Record set »
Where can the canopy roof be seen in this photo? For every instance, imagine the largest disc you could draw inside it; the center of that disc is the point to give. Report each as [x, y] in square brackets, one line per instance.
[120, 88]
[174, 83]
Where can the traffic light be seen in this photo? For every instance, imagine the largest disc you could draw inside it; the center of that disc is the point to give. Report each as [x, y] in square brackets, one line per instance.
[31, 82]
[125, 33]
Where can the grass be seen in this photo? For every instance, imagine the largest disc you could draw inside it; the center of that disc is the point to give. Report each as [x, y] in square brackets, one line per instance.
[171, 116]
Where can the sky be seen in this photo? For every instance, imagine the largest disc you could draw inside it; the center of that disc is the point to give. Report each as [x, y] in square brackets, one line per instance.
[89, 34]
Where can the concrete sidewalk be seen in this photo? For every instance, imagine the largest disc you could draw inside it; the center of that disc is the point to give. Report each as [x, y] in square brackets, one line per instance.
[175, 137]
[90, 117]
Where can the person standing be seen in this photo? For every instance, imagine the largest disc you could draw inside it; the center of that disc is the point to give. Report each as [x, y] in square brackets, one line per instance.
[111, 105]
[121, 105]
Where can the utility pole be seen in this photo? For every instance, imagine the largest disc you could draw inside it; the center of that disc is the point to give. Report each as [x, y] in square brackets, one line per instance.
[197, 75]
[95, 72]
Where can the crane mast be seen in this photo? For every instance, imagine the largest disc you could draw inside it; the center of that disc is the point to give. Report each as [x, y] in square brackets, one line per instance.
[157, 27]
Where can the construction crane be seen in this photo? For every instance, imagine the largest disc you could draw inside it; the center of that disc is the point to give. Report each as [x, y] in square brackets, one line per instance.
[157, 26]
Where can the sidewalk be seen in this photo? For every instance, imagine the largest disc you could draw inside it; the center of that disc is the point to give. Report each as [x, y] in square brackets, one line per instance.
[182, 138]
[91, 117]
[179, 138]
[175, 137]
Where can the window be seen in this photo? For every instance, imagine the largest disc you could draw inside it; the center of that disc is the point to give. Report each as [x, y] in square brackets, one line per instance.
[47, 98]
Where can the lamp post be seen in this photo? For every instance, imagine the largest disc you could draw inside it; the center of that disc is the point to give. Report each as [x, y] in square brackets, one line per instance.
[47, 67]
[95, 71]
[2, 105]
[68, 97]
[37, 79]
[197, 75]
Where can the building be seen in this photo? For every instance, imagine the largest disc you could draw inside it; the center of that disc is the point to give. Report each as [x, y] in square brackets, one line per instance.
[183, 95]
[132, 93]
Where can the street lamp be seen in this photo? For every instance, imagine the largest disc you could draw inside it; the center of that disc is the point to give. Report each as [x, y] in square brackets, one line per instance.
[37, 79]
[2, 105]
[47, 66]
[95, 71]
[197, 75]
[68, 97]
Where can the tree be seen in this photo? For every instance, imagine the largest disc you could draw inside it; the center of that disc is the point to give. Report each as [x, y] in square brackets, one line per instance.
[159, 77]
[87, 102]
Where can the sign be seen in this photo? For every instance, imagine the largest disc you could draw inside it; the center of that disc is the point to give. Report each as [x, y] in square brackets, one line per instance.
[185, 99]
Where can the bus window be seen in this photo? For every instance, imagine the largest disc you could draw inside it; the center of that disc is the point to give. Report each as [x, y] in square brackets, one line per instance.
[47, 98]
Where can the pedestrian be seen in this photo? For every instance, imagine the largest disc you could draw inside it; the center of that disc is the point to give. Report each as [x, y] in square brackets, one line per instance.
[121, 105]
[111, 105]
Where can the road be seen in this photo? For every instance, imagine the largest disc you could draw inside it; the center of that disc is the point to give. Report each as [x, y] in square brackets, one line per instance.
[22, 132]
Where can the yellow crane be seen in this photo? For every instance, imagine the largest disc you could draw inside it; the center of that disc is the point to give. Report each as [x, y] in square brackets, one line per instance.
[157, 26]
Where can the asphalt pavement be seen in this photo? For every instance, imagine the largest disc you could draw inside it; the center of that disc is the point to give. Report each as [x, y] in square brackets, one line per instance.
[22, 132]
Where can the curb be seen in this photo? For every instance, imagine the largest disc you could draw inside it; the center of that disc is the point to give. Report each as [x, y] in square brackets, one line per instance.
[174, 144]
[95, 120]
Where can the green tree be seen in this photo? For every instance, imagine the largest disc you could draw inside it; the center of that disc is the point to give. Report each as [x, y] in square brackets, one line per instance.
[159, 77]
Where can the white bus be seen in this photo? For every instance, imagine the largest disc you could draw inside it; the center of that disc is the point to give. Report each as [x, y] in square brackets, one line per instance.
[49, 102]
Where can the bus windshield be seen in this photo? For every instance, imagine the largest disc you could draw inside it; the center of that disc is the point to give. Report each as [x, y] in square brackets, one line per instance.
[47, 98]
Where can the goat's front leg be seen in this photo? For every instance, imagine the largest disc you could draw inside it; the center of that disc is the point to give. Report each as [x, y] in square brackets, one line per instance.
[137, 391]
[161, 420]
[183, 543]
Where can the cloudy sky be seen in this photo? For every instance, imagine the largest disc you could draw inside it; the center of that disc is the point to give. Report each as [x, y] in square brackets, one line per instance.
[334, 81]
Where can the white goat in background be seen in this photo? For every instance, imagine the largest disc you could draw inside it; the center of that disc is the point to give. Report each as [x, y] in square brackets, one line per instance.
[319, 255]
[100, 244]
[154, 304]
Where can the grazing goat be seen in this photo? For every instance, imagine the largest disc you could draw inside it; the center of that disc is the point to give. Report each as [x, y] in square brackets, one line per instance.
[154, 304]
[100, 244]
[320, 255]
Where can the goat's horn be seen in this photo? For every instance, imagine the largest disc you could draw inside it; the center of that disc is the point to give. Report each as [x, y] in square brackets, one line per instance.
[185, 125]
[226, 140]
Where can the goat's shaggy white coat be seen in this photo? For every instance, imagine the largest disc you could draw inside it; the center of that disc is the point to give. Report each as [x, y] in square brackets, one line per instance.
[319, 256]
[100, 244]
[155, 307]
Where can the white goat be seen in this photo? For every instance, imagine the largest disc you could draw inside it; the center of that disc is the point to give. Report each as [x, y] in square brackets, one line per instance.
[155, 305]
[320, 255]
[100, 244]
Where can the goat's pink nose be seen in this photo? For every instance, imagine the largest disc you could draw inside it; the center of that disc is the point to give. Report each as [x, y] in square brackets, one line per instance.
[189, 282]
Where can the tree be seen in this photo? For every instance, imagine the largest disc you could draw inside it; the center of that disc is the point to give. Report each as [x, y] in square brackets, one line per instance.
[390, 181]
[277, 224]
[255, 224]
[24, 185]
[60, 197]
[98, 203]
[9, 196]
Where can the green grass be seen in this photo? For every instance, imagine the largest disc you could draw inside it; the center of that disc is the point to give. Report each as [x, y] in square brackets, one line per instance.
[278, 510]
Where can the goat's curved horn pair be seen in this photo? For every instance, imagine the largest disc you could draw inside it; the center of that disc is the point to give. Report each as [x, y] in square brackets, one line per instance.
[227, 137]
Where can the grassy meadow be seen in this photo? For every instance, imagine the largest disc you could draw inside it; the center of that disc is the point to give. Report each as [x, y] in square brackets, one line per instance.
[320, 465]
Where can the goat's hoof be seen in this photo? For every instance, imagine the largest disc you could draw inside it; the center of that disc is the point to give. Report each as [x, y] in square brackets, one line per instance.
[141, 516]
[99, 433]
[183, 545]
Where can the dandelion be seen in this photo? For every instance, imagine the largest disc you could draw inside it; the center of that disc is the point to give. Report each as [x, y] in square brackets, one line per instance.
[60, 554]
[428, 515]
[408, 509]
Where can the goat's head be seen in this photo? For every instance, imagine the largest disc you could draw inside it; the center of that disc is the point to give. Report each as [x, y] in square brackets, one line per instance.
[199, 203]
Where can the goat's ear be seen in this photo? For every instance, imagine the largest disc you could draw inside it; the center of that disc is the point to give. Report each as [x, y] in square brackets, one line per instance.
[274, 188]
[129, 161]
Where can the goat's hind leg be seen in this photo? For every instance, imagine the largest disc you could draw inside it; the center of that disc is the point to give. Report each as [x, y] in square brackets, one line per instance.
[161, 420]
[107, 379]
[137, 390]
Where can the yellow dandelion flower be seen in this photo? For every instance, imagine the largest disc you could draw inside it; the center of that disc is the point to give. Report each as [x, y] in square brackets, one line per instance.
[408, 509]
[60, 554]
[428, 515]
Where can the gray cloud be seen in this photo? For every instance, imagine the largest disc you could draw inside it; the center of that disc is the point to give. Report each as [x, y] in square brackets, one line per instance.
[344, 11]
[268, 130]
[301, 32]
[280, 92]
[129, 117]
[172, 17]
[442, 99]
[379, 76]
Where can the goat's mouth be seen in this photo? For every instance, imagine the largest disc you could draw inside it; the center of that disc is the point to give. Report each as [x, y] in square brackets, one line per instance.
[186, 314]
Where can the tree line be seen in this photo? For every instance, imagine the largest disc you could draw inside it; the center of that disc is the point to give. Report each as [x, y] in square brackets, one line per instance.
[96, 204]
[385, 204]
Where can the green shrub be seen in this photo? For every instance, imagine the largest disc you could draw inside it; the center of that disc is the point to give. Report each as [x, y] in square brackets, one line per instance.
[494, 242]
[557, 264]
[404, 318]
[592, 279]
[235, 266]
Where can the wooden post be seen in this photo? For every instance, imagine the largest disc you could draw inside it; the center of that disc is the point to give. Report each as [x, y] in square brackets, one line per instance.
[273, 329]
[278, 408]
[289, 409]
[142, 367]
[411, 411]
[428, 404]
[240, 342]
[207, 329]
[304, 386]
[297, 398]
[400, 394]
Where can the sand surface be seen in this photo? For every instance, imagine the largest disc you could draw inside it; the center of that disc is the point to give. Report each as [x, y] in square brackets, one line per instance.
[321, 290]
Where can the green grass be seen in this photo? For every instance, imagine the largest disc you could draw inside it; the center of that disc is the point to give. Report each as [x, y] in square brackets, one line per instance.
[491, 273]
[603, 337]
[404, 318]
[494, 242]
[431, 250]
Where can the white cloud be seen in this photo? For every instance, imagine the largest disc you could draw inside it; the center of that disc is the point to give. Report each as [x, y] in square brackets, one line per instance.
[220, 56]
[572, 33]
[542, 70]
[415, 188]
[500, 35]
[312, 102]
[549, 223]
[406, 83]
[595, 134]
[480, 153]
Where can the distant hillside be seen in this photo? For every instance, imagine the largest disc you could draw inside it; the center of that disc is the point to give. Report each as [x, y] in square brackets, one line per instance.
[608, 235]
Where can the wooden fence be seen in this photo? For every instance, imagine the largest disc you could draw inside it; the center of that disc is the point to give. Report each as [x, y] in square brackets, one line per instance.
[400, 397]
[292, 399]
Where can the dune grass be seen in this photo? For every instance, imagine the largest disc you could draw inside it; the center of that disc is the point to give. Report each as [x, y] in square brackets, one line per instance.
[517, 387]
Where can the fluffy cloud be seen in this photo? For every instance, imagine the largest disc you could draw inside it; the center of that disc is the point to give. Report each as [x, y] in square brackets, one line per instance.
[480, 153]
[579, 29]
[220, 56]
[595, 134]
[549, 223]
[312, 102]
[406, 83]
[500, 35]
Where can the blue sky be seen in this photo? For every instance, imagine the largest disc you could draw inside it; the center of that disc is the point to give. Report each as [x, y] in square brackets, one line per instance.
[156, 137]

What is required »
Copy the listing from the line containing "Where can the blue" through its end, swapping "disc" for "circle" and leaving everything else unchanged.

Written solution »
Where can the blue sky be seen in this photo? For every instance, imagine the largest circle you could draw inside it; the center of that circle is the point to give. Report each as [x, y] in square brackets, one line per instance.
[156, 137]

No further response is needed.